» What the exercise asks
Reproduce the material below word for word, leaving out the pictures.

» Entries supplied

▶

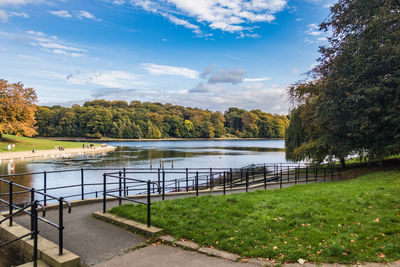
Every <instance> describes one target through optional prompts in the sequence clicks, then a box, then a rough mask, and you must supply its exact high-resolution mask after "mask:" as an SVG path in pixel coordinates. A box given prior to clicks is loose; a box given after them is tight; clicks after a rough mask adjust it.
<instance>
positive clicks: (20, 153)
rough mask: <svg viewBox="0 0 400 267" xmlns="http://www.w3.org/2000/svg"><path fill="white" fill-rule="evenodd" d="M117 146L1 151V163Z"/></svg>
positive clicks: (97, 149) (99, 151)
mask: <svg viewBox="0 0 400 267" xmlns="http://www.w3.org/2000/svg"><path fill="white" fill-rule="evenodd" d="M115 149H116V147H114V146H107V147H95V148H85V149H83V148H65V149H64V150H58V149H49V150H36V151H35V153H33V152H32V151H16V152H1V153H0V163H1V161H3V160H25V159H35V158H48V157H49V158H67V157H73V156H78V155H86V154H100V153H106V152H110V151H114V150H115Z"/></svg>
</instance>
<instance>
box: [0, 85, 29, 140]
mask: <svg viewBox="0 0 400 267" xmlns="http://www.w3.org/2000/svg"><path fill="white" fill-rule="evenodd" d="M36 100H37V96H36V92H35V89H33V88H24V85H23V84H22V83H8V81H6V80H2V79H0V138H1V135H2V134H15V135H24V136H29V137H30V136H33V135H36V134H37V133H36V128H35V124H36V120H35V112H36Z"/></svg>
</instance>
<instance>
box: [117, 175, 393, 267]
mask: <svg viewBox="0 0 400 267" xmlns="http://www.w3.org/2000/svg"><path fill="white" fill-rule="evenodd" d="M145 209H146V207H145V206H144V205H124V206H120V207H116V208H113V209H112V210H111V212H112V213H114V214H116V215H118V216H121V217H125V218H129V219H135V220H138V221H141V222H145V220H146V219H145V218H146V213H145ZM151 213H152V214H151V216H152V225H154V226H157V227H161V228H163V229H164V230H165V232H166V233H168V234H170V235H172V236H174V237H176V238H185V239H190V240H194V241H195V242H198V243H199V244H201V245H203V246H204V245H205V246H213V247H215V248H218V249H222V250H226V251H229V252H232V253H237V254H240V255H242V256H245V257H261V258H269V259H275V260H277V261H278V262H295V261H297V260H298V259H300V258H301V259H306V260H307V261H309V262H318V263H323V262H335V263H347V264H349V263H357V262H392V261H395V260H399V259H400V241H399V240H400V171H380V172H374V173H371V174H368V175H364V176H362V177H359V178H357V179H352V180H348V181H345V182H335V183H325V184H310V185H297V186H293V187H289V188H285V189H282V190H274V191H256V192H253V193H247V194H236V195H226V196H202V197H198V198H195V197H190V198H184V199H176V200H172V201H164V202H156V203H153V204H152V211H151Z"/></svg>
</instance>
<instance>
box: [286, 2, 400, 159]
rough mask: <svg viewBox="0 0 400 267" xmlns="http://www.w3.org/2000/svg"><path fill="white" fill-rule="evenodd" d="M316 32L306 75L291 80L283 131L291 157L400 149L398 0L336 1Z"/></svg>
mask: <svg viewBox="0 0 400 267" xmlns="http://www.w3.org/2000/svg"><path fill="white" fill-rule="evenodd" d="M320 26H321V30H326V31H331V32H332V37H330V38H329V39H328V44H327V45H326V46H323V47H320V52H321V57H320V58H319V65H318V66H317V67H316V68H314V69H313V70H312V72H311V75H310V78H311V79H310V80H308V81H305V82H299V83H297V84H295V85H293V86H292V87H291V88H290V90H289V94H290V96H291V98H292V100H293V101H294V103H295V109H294V110H293V111H292V113H291V116H292V118H293V119H292V120H291V123H290V126H289V128H288V131H287V136H286V140H287V142H288V146H287V157H288V158H289V159H293V160H302V159H306V158H311V159H313V160H316V161H321V160H323V159H325V158H326V157H332V158H337V159H340V160H341V162H342V164H344V158H345V157H346V156H349V155H353V154H362V155H367V156H368V157H369V158H378V159H383V157H384V156H387V155H391V154H396V153H399V152H400V95H399V90H400V2H399V1H398V0H339V1H338V2H337V3H336V4H335V5H333V6H332V7H331V14H330V16H329V18H328V19H327V21H326V22H324V23H322V24H321V25H320Z"/></svg>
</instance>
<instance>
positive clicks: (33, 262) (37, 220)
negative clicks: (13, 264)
mask: <svg viewBox="0 0 400 267" xmlns="http://www.w3.org/2000/svg"><path fill="white" fill-rule="evenodd" d="M31 217H32V218H33V219H32V222H33V225H32V237H33V266H34V267H37V258H38V253H37V250H38V234H39V231H38V215H37V201H34V202H33V203H32V207H31Z"/></svg>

◀

» Solution to the problem
Every <instance> describes one target through optional prompts in the sequence clicks, then a box, then a rough mask, and you must supply its exact high-resolution mask after "mask:" as an SVG path in pixel coordinates. A box given prior to clicks is loose; a box given after them is tight; clicks after a rough mask adjust it.
<instance>
positive clicks: (20, 153)
rough mask: <svg viewBox="0 0 400 267" xmlns="http://www.w3.org/2000/svg"><path fill="white" fill-rule="evenodd" d="M117 146L1 151V163Z"/></svg>
positive clicks: (97, 149) (99, 151)
mask: <svg viewBox="0 0 400 267" xmlns="http://www.w3.org/2000/svg"><path fill="white" fill-rule="evenodd" d="M115 149H116V147H114V146H107V147H95V148H85V149H83V148H65V149H64V150H58V149H49V150H36V151H35V153H33V152H32V151H16V152H1V153H0V163H1V161H3V160H25V159H35V158H48V157H49V158H67V157H73V156H78V155H86V154H100V153H106V152H110V151H114V150H115Z"/></svg>
</instance>
<instance>
box: [0, 85, 29, 140]
mask: <svg viewBox="0 0 400 267" xmlns="http://www.w3.org/2000/svg"><path fill="white" fill-rule="evenodd" d="M36 100H37V96H36V92H35V89H33V88H24V85H23V84H22V83H8V81H6V80H2V79H0V138H1V135H2V134H15V135H24V136H29V137H30V136H33V135H36V134H37V133H36V128H35V124H36V120H35V112H36Z"/></svg>
</instance>
<instance>
box: [117, 175, 393, 267]
mask: <svg viewBox="0 0 400 267" xmlns="http://www.w3.org/2000/svg"><path fill="white" fill-rule="evenodd" d="M145 209H146V207H145V206H144V205H124V206H120V207H116V208H113V209H112V210H111V212H112V213H114V214H116V215H118V216H121V217H125V218H129V219H135V220H138V221H141V222H145V220H146V219H145V218H146V213H145ZM151 213H152V214H151V216H152V225H154V226H157V227H161V228H163V229H164V230H165V232H166V233H168V234H170V235H172V236H174V237H176V238H185V239H190V240H194V241H195V242H198V243H199V244H201V245H203V246H204V245H205V246H213V247H215V248H218V249H222V250H226V251H229V252H232V253H237V254H240V255H242V256H245V257H261V258H269V259H275V260H277V261H278V262H295V261H297V260H298V259H300V258H301V259H306V260H307V261H309V262H318V263H323V262H335V263H347V264H349V263H357V262H392V261H395V260H399V259H400V241H399V240H400V171H380V172H374V173H371V174H368V175H364V176H362V177H359V178H357V179H352V180H348V181H345V182H335V183H325V184H310V185H297V186H293V187H289V188H285V189H282V190H274V191H256V192H253V193H247V194H236V195H226V196H202V197H198V198H195V197H190V198H184V199H176V200H172V201H164V202H156V203H153V204H152V211H151Z"/></svg>
</instance>
<instance>
box: [286, 2, 400, 159]
rough mask: <svg viewBox="0 0 400 267" xmlns="http://www.w3.org/2000/svg"><path fill="white" fill-rule="evenodd" d="M316 32L306 75L291 80L283 131L291 157L400 149L398 0L336 1Z"/></svg>
mask: <svg viewBox="0 0 400 267" xmlns="http://www.w3.org/2000/svg"><path fill="white" fill-rule="evenodd" d="M320 26H321V30H326V31H331V32H332V37H330V38H329V39H328V44H327V45H326V46H323V47H320V52H321V57H320V58H319V65H318V66H317V67H316V68H314V69H313V70H312V72H311V75H310V78H311V79H310V80H308V81H305V82H299V83H297V84H295V85H293V86H292V87H291V88H290V90H289V94H290V96H291V98H292V100H293V101H294V103H295V109H294V110H293V111H292V113H291V116H292V118H293V119H292V120H291V123H290V126H289V128H288V131H287V136H286V140H287V142H288V146H287V157H288V158H289V159H293V160H302V159H306V158H311V159H313V160H316V161H321V160H323V159H325V158H326V157H332V158H337V159H340V160H341V162H342V164H344V158H345V157H346V156H349V155H353V154H362V155H367V156H368V157H369V158H378V159H383V157H384V156H387V155H391V154H396V153H399V152H400V95H399V90H400V2H399V1H398V0H339V1H338V2H337V3H336V4H335V5H333V6H332V7H331V14H330V16H329V18H328V19H327V21H326V22H324V23H322V24H321V25H320Z"/></svg>
</instance>
<instance>
positive clicks: (33, 262) (37, 220)
negative clicks: (13, 264)
mask: <svg viewBox="0 0 400 267" xmlns="http://www.w3.org/2000/svg"><path fill="white" fill-rule="evenodd" d="M31 217H32V218H33V219H32V222H33V225H32V237H33V266H34V267H37V258H38V253H37V250H38V234H39V231H38V215H37V201H34V202H33V203H32V207H31Z"/></svg>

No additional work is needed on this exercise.